- Painter, art dealer, and patron of the arts
- Born: 1901 New York City, New York, U.S.
- Died: 1983 (aged 81–82) Buffalo, New York, U.S.
- Education: Royal Academy of Fine Arts in Florence; Art Institute of Buffalo
- Known for: Painting, drawing, and art education
- Movement: Modern realism

= Tony Sisti =

American painter

Anthony J. Sisti (1901–1983) was an American artist, art instructor and patron of the arts. In his youth, Sisti was also a Bantam Weight boxer. As an artist, Sisti was best known for his oil paintings, drawings, and murals.

Sisti studied at the Royal Academy of Fine Arts in Florence, Italy. He then taught at the Art Institute of Buffalo before opening his own gallery in Buffalo, New York. Over the years, he painted portraits of many important political and business leaders. In 1981, the City of Buffalo named a park in his honor.

== Life ==

Sisti was born in Greenwich Village in 1901. He moved to Buffalo when he was ten. As a young man, Sisti began boxing at a local gym. A year later, he won the New York State’s 1918 Golden Gloves bantamweight championship. At that point, he became a professional boxer. Over the next twelve years, he boxed whenever he needed money. When he finally retired in 1930, he had fought 100 bouts, winning all but 15. However, his real passion was art.

From 1926 to 1931, Sisti studied visual arts at the Royal Academy of Fine Arts in Florence, eventually earning a doctor's degree in painting. During this period, he also traveled throughout Europe. He also accompanied Ernest Hemingway on a trip to the Congo. When he ran out of money, Sisti arranged a boxing match in Rome, winning enough money to finance his return to Buffalo. Later, he used the winnings from another fight to underwrite the cost of a personal art show in New York City.

Oil painting entitled Circus by Tony Sisti, 1934

Sisti joined the Art Institute of Buffalo as a member of the faculty in 1932. He taught painting and anatomy at the institute until 1938. During the mid-1930s, he also won several Works Projects Administration art commissions including a large oil painting called Circus and a mural at Buffalo’s City Hospital. Unfortunately, the mural no longer exists.

In 1938, he opened his own art studio on Franklin Street in the Allentown area of Buffalo. He continued to teach art as well, flying to Manhattan every week to teach drawing at the New York School of Applied Design for Women. Over the years, Sisti became an active member of the Allentown community. In 1958, he helped the Allentown neighborhood organize an outdoor art festival, serving as the event’s first chairman. Fifty years later, the Allentown Art Festival is still a popular annual event in Buffalo.

In 1979, Sisti made a major gift to the Burchfield-Penney Art Center, including 26 paintings and drawings by Charles E. Burchfield as well as 32 of his own works. In 1981, the City of Buffalo named a park in the Allentown area in his honor. Tony Sisti Park is located near the intersection of Franklin Street and North Street.

### Dataset entries
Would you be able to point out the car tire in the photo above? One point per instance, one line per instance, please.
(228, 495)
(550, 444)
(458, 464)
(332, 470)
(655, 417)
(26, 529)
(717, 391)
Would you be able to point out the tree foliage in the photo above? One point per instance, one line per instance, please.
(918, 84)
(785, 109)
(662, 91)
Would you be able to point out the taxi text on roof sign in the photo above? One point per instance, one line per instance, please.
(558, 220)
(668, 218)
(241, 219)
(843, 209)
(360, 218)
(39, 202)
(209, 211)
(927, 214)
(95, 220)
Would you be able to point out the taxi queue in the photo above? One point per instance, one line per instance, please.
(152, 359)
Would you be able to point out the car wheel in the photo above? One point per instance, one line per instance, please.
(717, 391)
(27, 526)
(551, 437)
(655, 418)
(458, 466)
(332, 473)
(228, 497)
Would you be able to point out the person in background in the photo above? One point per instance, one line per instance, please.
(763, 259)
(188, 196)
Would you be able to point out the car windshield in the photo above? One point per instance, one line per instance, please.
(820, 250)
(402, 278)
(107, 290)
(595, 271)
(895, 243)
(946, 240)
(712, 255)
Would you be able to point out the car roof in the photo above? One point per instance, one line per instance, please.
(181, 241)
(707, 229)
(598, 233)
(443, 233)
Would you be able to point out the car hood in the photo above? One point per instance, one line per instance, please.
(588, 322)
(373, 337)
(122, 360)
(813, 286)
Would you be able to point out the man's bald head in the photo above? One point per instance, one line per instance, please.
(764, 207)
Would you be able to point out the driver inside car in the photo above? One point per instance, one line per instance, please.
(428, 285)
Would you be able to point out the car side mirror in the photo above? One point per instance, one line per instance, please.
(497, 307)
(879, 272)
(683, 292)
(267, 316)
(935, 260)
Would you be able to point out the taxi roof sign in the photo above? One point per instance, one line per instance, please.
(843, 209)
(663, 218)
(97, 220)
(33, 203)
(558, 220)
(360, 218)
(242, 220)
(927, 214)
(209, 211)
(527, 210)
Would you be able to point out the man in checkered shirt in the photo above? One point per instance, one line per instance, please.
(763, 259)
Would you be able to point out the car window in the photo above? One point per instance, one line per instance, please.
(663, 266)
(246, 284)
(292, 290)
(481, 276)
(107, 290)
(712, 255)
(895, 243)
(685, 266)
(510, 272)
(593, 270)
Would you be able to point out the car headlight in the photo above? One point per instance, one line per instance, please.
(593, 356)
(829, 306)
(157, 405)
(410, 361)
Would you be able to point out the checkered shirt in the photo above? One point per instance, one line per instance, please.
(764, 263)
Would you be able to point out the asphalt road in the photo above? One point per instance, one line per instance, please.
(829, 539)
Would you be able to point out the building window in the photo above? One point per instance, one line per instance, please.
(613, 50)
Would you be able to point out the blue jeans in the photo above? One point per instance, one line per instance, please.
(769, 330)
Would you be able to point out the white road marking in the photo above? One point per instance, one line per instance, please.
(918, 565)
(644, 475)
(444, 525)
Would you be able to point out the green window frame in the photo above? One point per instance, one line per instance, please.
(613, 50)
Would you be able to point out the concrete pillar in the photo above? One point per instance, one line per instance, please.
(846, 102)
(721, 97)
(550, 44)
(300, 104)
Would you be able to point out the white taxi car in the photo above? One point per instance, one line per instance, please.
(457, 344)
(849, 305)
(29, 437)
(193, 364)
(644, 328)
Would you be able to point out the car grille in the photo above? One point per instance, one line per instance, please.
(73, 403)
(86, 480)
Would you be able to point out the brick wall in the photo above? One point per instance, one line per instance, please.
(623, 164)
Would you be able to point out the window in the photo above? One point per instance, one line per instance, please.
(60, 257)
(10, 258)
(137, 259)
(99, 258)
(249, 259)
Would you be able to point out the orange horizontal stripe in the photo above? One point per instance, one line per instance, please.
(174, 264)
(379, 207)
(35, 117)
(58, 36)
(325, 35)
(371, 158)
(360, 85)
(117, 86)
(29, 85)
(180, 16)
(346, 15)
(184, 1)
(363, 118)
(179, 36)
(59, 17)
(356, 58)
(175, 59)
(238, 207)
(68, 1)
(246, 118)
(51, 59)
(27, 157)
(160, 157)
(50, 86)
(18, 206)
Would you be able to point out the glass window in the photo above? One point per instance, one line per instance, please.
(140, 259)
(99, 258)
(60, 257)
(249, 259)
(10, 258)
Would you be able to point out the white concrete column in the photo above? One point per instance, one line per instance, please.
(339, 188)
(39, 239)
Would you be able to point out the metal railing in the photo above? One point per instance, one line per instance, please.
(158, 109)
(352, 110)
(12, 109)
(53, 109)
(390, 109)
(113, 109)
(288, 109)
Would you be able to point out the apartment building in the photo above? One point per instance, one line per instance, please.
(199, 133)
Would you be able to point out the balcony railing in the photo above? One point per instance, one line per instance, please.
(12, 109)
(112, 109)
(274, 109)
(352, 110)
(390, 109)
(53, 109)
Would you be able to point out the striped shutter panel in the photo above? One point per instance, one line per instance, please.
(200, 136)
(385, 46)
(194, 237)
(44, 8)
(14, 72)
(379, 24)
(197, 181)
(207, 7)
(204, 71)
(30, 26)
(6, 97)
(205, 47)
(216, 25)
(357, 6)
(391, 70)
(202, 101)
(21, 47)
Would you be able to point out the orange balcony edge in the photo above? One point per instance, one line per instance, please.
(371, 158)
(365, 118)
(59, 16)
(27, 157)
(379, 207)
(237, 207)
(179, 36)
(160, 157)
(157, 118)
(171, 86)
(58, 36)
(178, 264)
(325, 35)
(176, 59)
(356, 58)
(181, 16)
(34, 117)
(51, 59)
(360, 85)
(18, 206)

### Activity 1
Answer these questions from the Tony Sisti article:
(a) In which year's Golden Gloves bantamweight championship did Sisti win the New York State title?
(b) On which street did Sisti open his own art studio in 1938?
(c) How many of his own works did Sisti include in his 1979 gift to the Burchfield-Penney Art Center?
### Activity 2
Write out the part of the Tony Sisti article between "Oil painting entitled" and "no longer exists.", inclusive.
### Activity 3
Write what comes next in the Tony Sisti article, picking up after its final sentence.

### Response 1
(a) 1918
(b) Franklin Street, in the Allentown area of Buffalo
(c) 32

### Response 2
Oil painting entitled Circus by Tony Sisti, 1934

Sisti joined the Art Institute of Buffalo as a member of the faculty in 1932. He taught painting and anatomy at the institute until 1938. During the mid-1930s, he also won several Works Projects Administration art commissions including a large oil painting called Circus and a mural at Buffalo’s City Hospital. Unfortunately, the mural no longer exists.

### Response 3
Sisti died in Buffalo on 15 December 1983. More than twenty-five years later, he is still remembered in Buffalo as a painter, art collector, and patron of the arts. In 2009, when the Burchfield-Penney Art Center opened its new museum on the campus of Buffalo State College, one of the main floor galleries was named after Sisti.

== Art work ==

Buffalo Mayor Steven Pankow, 1957

Tony Sisti was a painter, muralist, and drawing specialist. He was a classically trained artist, who studied at the Albright Art School in Buffalo and at Royal Academy of Fine Arts in Florence. He later became an art instructor at the Art Institute of Buffalo and then the New York School of Applied Design for Women in New York City. He was active as a professional painter from the mid-1920s until his death in 1983.

Sisti was known for his bold use of color and fluid action figures. He was an accomplished landscape painter, but he was especially noted for his paintings of boxing and other action scenes. His portrait of heavy weight contender Phil Muscato, titled The Boxer, won the Gold Medal at the 1953 Buffalo Society of Artists exhibition.

He was also well known as a formal portrait painter. President Franklin D. Roosevelt, New York Governor Alfred E. Smith, and Fiat Motor Company president Giovanni Agnelli were among the notable individuals who had portraits painted by Sisti. He also painter official portraits of at least one Buffalo mayor and a number of other Buffalo city officials.

Sisti’s works have been exhibited in major museums including the Museum of Modern Art in New York, the Pennsylvania Academy of the Fine Arts, and the Burchfield-Penney Art Center in Buffalo. The Burchfield-Penney Art Center also displays a number of Sisti’s paintings in its permanent collection.